● **WHAT IS EXPECTED**: Retype the listing found below exactly, but leave out each picture.

● **SUPPLIED RECORDS**:
####################

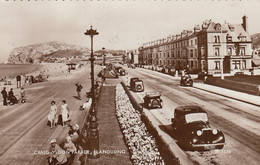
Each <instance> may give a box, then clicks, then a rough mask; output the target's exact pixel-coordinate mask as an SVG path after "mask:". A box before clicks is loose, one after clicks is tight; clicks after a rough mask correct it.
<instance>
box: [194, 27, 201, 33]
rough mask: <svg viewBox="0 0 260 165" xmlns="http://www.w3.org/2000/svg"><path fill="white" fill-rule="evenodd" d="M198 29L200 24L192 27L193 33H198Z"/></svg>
mask: <svg viewBox="0 0 260 165" xmlns="http://www.w3.org/2000/svg"><path fill="white" fill-rule="evenodd" d="M199 31H200V26H199V25H196V26H195V27H194V33H198V32H199Z"/></svg>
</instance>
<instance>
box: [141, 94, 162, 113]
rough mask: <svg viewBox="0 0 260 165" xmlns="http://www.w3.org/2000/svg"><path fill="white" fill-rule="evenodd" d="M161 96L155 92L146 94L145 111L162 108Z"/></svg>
mask: <svg viewBox="0 0 260 165" xmlns="http://www.w3.org/2000/svg"><path fill="white" fill-rule="evenodd" d="M162 103H163V101H162V99H161V94H159V93H157V92H150V93H146V94H145V97H144V106H145V107H146V108H147V109H152V108H162Z"/></svg>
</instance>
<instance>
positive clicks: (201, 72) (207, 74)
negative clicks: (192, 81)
mask: <svg viewBox="0 0 260 165" xmlns="http://www.w3.org/2000/svg"><path fill="white" fill-rule="evenodd" d="M206 76H207V77H208V78H210V77H213V75H212V74H208V73H207V72H204V71H202V72H200V73H198V77H197V79H198V80H204V79H205V77H206Z"/></svg>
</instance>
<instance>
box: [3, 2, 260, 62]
mask: <svg viewBox="0 0 260 165" xmlns="http://www.w3.org/2000/svg"><path fill="white" fill-rule="evenodd" d="M259 9H260V2H259V1H242V2H233V1H230V2H229V1H227V2H226V1H214V2H212V1H163V2H162V1H155V2H154V1H102V2H100V1H64V2H62V1H58V2H55V1H51V2H50V1H30V2H28V1H22V2H19V1H17V2H15V3H11V2H10V3H8V2H2V1H1V2H0V15H1V16H0V20H1V21H0V36H1V38H2V39H1V40H0V45H1V46H0V57H1V59H3V58H7V56H8V55H9V54H10V52H11V50H12V49H13V48H14V47H18V46H22V45H28V44H34V43H40V42H48V41H62V42H66V43H72V44H78V45H80V46H88V47H89V46H90V39H89V37H88V36H85V35H84V32H85V31H86V29H89V28H90V25H93V28H95V29H97V31H98V32H99V35H98V36H95V38H94V44H95V45H94V48H95V49H101V48H102V47H106V48H107V49H133V48H137V47H138V46H140V45H141V44H142V43H143V42H147V41H151V40H156V39H160V38H163V37H167V36H168V35H170V34H172V35H175V34H178V33H180V32H181V31H183V30H184V29H185V30H186V29H193V27H194V25H196V24H199V25H201V23H202V22H203V21H204V20H206V19H211V20H212V21H214V22H222V23H223V22H224V21H225V20H226V21H227V22H229V23H235V24H239V23H241V22H242V16H243V15H247V16H248V22H249V23H248V24H249V31H250V32H251V33H252V34H253V33H256V32H259V29H260V23H259V19H258V16H259V14H260V10H259Z"/></svg>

####################

● **EXERCISE OUTPUT**:
Each <instance> may give a box, then clicks, then a rough mask; output the target's exact pixel-coordinate mask as an SVG path after "mask:". A box before clicks is loose, one after clicks is tight; clicks after a rough mask correct it.
<instance>
box: [194, 27, 201, 33]
rough mask: <svg viewBox="0 0 260 165" xmlns="http://www.w3.org/2000/svg"><path fill="white" fill-rule="evenodd" d="M198 29L200 24L192 27L193 33H198Z"/></svg>
mask: <svg viewBox="0 0 260 165" xmlns="http://www.w3.org/2000/svg"><path fill="white" fill-rule="evenodd" d="M199 31H200V26H199V25H196V26H195V27H194V33H198V32H199Z"/></svg>
</instance>
<instance>
box: [141, 94, 162, 113]
rough mask: <svg viewBox="0 0 260 165" xmlns="http://www.w3.org/2000/svg"><path fill="white" fill-rule="evenodd" d="M161 96L155 92L146 94L145 111L162 108Z"/></svg>
mask: <svg viewBox="0 0 260 165" xmlns="http://www.w3.org/2000/svg"><path fill="white" fill-rule="evenodd" d="M162 103H163V101H162V99H161V94H159V93H157V92H150V93H146V94H145V97H144V106H145V107H146V108H147V109H152V108H162Z"/></svg>
</instance>
<instance>
positive clicks: (201, 72) (207, 74)
negative clicks: (192, 81)
mask: <svg viewBox="0 0 260 165" xmlns="http://www.w3.org/2000/svg"><path fill="white" fill-rule="evenodd" d="M206 76H207V77H208V78H210V77H213V75H212V74H208V73H207V72H204V71H202V72H200V73H198V77H197V79H198V80H204V79H205V77H206Z"/></svg>
</instance>
<instance>
box: [3, 2, 260, 62]
mask: <svg viewBox="0 0 260 165" xmlns="http://www.w3.org/2000/svg"><path fill="white" fill-rule="evenodd" d="M259 9H260V2H259V1H242V2H233V1H230V2H229V1H227V2H226V1H214V2H212V1H163V2H162V1H155V2H154V1H102V2H100V1H64V2H62V1H58V2H55V1H51V2H50V1H30V2H28V1H22V2H19V1H17V2H15V3H11V2H10V3H8V2H2V1H1V2H0V15H1V16H0V20H1V21H0V36H1V38H2V39H1V40H0V45H1V46H0V57H1V59H3V58H7V56H8V55H9V54H10V52H11V50H12V49H13V48H14V47H18V46H22V45H28V44H34V43H40V42H48V41H62V42H66V43H72V44H78V45H80V46H88V47H89V46H90V39H89V37H88V36H85V35H84V32H85V31H86V29H89V28H90V25H93V28H95V29H97V31H98V32H99V35H98V36H95V38H94V44H95V45H94V48H95V49H101V48H102V47H106V48H107V49H133V48H137V47H138V46H140V45H141V44H142V43H143V42H147V41H151V40H156V39H160V38H163V37H167V36H168V35H170V34H172V35H175V34H178V33H180V32H181V31H183V30H184V29H185V30H186V29H193V27H194V25H196V24H199V25H201V23H202V22H203V21H204V20H206V19H211V20H212V21H214V22H222V23H223V22H224V21H225V20H226V21H227V22H229V23H235V24H239V23H241V22H242V16H243V15H247V16H248V22H249V23H248V24H249V31H250V32H251V33H252V34H253V33H256V32H259V29H260V23H259V19H258V16H259V14H260V10H259Z"/></svg>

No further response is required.